SAN Boot Versus Internal Disks

Pros and Cons

Dusan Baljevic, Jan 2009

Some interesting points from personal and friends’ experience (myself - 23 years in Unix/Linux support and architecture role).

Although the comments below are primarily dedicated to HP-UX, most of issues apply to other operating systems too. I am specifically targeting FC-based SANs, as iSCSI

is not a major player yet.

Number of companies have used HP-UX SAN boot. To the best of my knowledge, most of them running IA 11.23 (with few exceptions that run HP-UX 11.11 in SuperDome complexes).

It worked flawlessly (as usual, we had to ensure firmware levels were adequate for SAN boot).

Alas, SAN boots are not overly popular for HP-UX (or most other Unices for that matter). For number of reasons, it did not win the hearts of customers.

Overall opinion (both by customers and most Unix support staff): Use internal disks for boot, and SAN or external storage for applications and databases.

The executive summary by support teams: they have almost always found SAN boot for HP-UX to be very effective. There was one exceptional case (known to me) where Secure Path 3.0E was used when they had extreme difficulty getting it running. The crucial key was getting a recent operating system to recognise the LUN, add the Secure Path drivers during the Install-UX and then continue with the installation (otherwise the system would not able to find the Secure Path drivers upon subsequent reboots).

So, here are my comments on what is good and bad about HP-UX servers booting from SAN.

Advantages of the SAN-based boot

A) Not storing operating systems and applications on the internal disks of a server. In other words, they do not have to be reinstalled to restore the system following internal hard disk problems. This significantly reduces the time needed for system recovery.

This is especially beneficial when same-class server migration or emergency repair is needed.

B) Where a spare server is available, the operating system and applications can easily be transferred from the failed server to the spare one simply by changing the server and storage links. The same software can then be launched and run unchanged directly on the spare server, thus reducing outage time.

Therefore, ease of performing disaster recovery (easy to point to another host).

C) SAN boot configuration allows collection of all server internal storage, previously distributed across multiple system locations, into a single SAN-linked disk array unit. Such storage integration enables simpler, centralized, storage management, resulting in fewer, more localized, maintenance tasks.

• _To-do list_
(1) Transcribe the passage of the SAN boot comparison starting with "Some interesting points" and going on through "hearts of customers.".
(2) Restate word for word the lines of the entries, starting with the line that contains "Note. One marker is placed on each instance of the distant" and going on through the last line of the entries.

(Dataset records)
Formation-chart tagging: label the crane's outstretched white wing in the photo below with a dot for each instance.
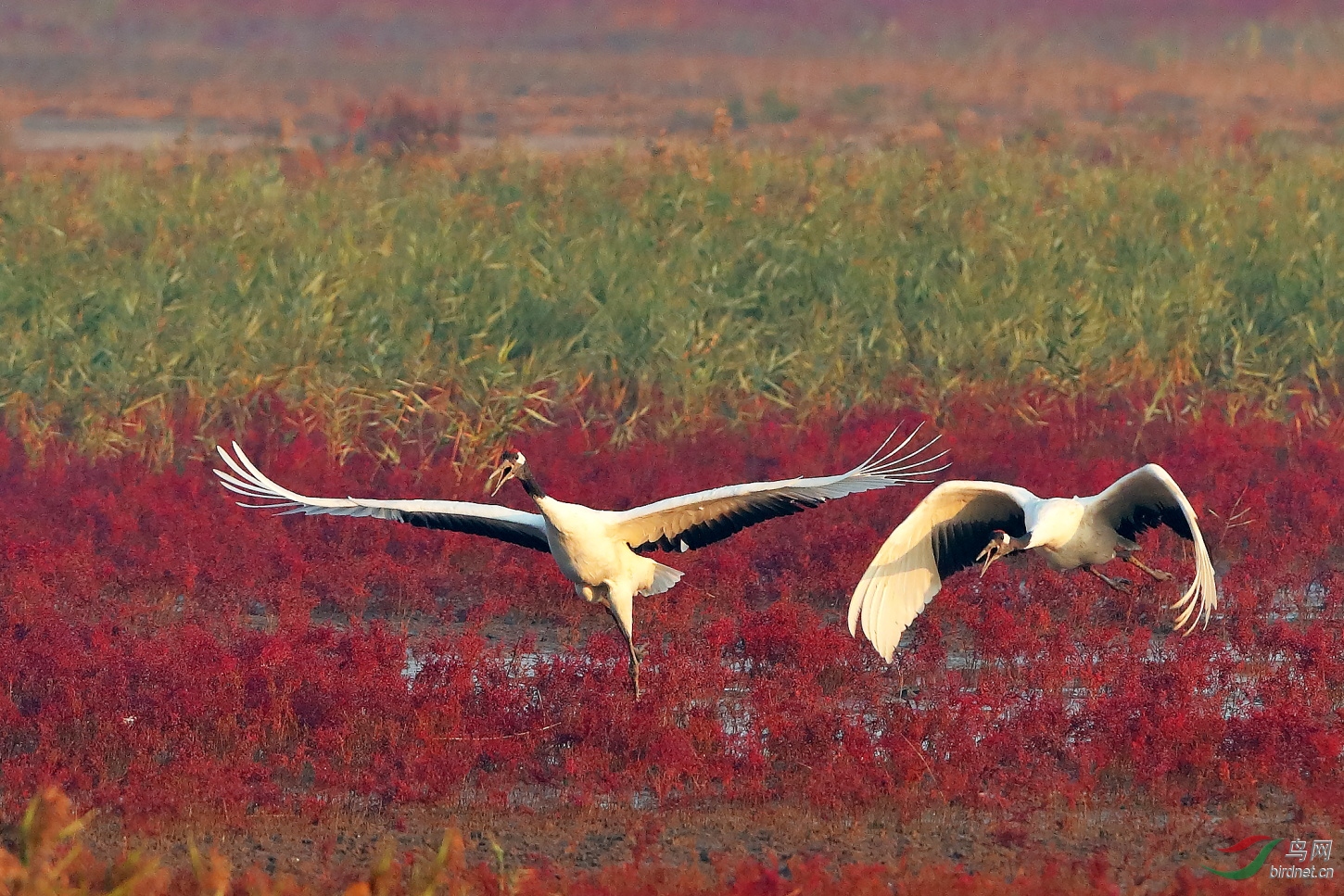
(692, 522)
(943, 535)
(490, 520)
(1149, 498)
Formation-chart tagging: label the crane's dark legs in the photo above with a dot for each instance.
(629, 642)
(1120, 585)
(1158, 574)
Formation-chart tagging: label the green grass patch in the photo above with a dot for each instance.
(453, 301)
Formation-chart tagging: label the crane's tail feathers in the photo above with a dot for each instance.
(1200, 599)
(663, 579)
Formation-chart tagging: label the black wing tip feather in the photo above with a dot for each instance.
(958, 541)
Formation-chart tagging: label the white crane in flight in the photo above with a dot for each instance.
(600, 551)
(961, 523)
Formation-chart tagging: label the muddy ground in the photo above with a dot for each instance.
(1147, 847)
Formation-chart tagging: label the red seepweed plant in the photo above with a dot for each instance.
(161, 648)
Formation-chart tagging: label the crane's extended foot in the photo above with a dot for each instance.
(635, 668)
(1120, 585)
(1161, 575)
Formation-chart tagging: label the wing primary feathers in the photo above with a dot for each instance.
(489, 520)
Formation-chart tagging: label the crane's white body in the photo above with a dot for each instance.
(588, 547)
(957, 519)
(598, 549)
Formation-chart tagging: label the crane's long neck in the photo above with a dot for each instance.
(530, 484)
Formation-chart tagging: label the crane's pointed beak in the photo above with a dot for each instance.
(499, 477)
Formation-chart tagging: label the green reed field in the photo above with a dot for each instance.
(450, 301)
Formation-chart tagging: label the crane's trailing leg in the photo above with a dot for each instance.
(1158, 574)
(1120, 585)
(623, 610)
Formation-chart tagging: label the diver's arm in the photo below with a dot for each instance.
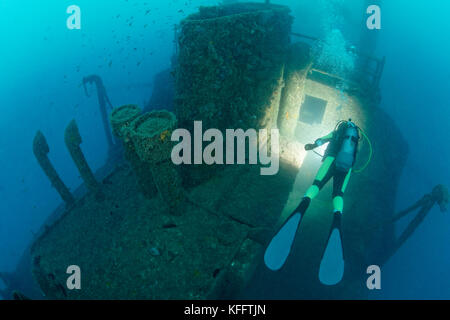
(320, 141)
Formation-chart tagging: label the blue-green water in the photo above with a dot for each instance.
(128, 42)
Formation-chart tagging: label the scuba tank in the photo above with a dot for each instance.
(346, 155)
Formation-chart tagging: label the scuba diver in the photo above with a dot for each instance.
(338, 162)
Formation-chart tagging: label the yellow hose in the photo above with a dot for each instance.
(370, 153)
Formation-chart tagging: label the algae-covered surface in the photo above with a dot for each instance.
(130, 247)
(153, 125)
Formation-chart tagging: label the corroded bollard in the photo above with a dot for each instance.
(121, 120)
(40, 150)
(73, 140)
(151, 134)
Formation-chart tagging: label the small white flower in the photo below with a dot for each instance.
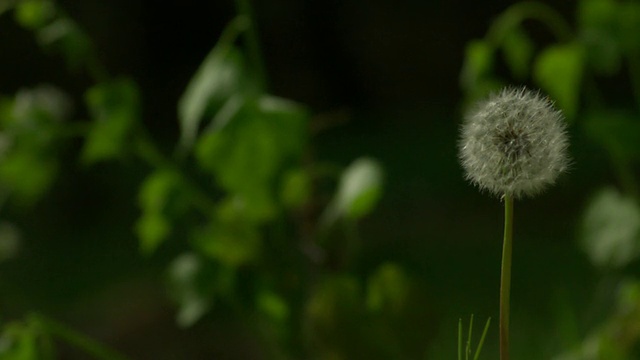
(514, 143)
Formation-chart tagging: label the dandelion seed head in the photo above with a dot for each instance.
(514, 143)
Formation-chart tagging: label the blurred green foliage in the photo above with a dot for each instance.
(260, 215)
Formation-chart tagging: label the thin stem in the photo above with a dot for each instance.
(253, 44)
(459, 339)
(88, 345)
(505, 277)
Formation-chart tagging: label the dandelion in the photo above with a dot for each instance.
(513, 145)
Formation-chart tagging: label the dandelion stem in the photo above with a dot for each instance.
(505, 277)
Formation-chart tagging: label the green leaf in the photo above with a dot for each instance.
(65, 36)
(20, 342)
(629, 26)
(27, 174)
(273, 305)
(114, 107)
(387, 289)
(41, 105)
(478, 64)
(558, 70)
(359, 189)
(152, 229)
(295, 188)
(610, 233)
(186, 276)
(598, 22)
(247, 147)
(518, 51)
(219, 77)
(34, 14)
(9, 241)
(155, 197)
(233, 245)
(615, 130)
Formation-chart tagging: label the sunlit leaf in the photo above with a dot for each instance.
(114, 107)
(611, 229)
(231, 244)
(217, 79)
(518, 51)
(245, 150)
(359, 190)
(558, 70)
(185, 278)
(34, 14)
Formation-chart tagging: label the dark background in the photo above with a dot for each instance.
(388, 71)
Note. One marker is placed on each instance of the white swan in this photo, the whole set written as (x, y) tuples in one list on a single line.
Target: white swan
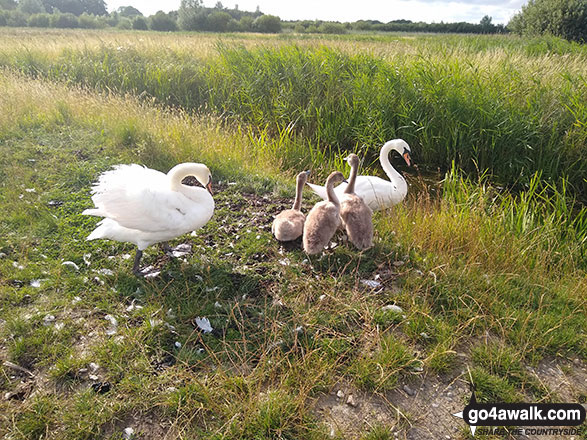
[(378, 193), (144, 206)]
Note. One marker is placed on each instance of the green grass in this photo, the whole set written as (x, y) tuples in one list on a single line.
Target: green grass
[(478, 102), (476, 269)]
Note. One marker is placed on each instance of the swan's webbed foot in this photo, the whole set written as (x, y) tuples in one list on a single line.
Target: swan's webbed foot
[(164, 245), (136, 269)]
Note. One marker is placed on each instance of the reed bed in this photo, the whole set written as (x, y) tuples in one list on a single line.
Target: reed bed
[(478, 102)]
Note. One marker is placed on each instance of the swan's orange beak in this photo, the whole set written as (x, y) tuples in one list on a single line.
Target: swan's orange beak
[(407, 158), (209, 186)]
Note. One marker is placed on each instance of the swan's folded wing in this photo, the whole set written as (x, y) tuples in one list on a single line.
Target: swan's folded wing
[(139, 198)]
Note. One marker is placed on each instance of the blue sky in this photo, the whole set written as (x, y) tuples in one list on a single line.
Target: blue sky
[(343, 10)]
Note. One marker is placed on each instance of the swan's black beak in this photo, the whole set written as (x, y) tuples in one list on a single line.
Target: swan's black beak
[(209, 186), (407, 158)]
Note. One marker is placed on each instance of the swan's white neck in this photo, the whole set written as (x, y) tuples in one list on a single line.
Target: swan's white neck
[(330, 191), (394, 176), (300, 182)]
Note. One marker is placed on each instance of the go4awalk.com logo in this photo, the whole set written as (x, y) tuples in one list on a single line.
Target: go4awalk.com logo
[(521, 414)]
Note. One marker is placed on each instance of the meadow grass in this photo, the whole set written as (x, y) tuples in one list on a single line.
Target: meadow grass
[(472, 263), (488, 280), (477, 101)]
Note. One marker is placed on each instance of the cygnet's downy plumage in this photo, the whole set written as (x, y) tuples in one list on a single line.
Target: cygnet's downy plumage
[(288, 225), (356, 216), (323, 219)]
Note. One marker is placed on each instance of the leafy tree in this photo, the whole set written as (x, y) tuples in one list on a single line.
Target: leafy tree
[(31, 6), (76, 7), (487, 26), (246, 23), (562, 18), (129, 11), (332, 28), (66, 20), (16, 18), (87, 21), (268, 24), (140, 24), (163, 22), (191, 15), (39, 20), (218, 21), (8, 4)]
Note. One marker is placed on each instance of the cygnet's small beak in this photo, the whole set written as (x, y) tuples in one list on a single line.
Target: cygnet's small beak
[(209, 186), (407, 158)]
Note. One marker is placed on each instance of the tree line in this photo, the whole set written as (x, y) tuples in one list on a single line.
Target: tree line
[(562, 18)]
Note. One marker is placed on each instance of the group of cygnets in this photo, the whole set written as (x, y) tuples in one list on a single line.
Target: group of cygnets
[(317, 229), (347, 209), (144, 206)]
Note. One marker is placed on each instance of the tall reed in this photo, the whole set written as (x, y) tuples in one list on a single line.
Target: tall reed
[(499, 114)]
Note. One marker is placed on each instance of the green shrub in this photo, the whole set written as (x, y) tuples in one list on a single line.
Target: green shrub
[(39, 20), (87, 21), (64, 21), (163, 22), (332, 28), (562, 18), (267, 24), (140, 24)]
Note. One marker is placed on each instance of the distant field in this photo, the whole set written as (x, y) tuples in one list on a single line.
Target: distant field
[(486, 262), (500, 104)]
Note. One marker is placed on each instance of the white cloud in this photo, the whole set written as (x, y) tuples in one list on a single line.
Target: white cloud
[(344, 10)]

• _Results for the exercise_
(1)
Some interesting points from personal and friends’ experience (myself - 23 years in Unix/Linux support and architecture role).

Although the comments below are primarily dedicated to HP-UX, most of issues apply to other operating systems too. I am specifically targeting FC-based SANs, as iSCSI

is not a major player yet.

Number of companies have used HP-UX SAN boot. To the best of my knowledge, most of them running IA 11.23 (with few exceptions that run HP-UX 11.11 in SuperDome complexes).

It worked flawlessly (as usual, we had to ensure firmware levels were adequate for SAN boot).

Alas, SAN boots are not overly popular for HP-UX (or most other Unices for that matter). For number of reasons, it did not win the hearts of customers.

(2)
Note. One marker is placed on each instance of the distant field in this photo, the whole set written as (x, y) tuples in one list on a single line.
Target: distant field
[(486, 262), (500, 104)]
Note. One marker is placed on each instance of the white cloud in this photo, the whole set written as (x, y) tuples in one list on a single line.
Target: white cloud
[(344, 10)]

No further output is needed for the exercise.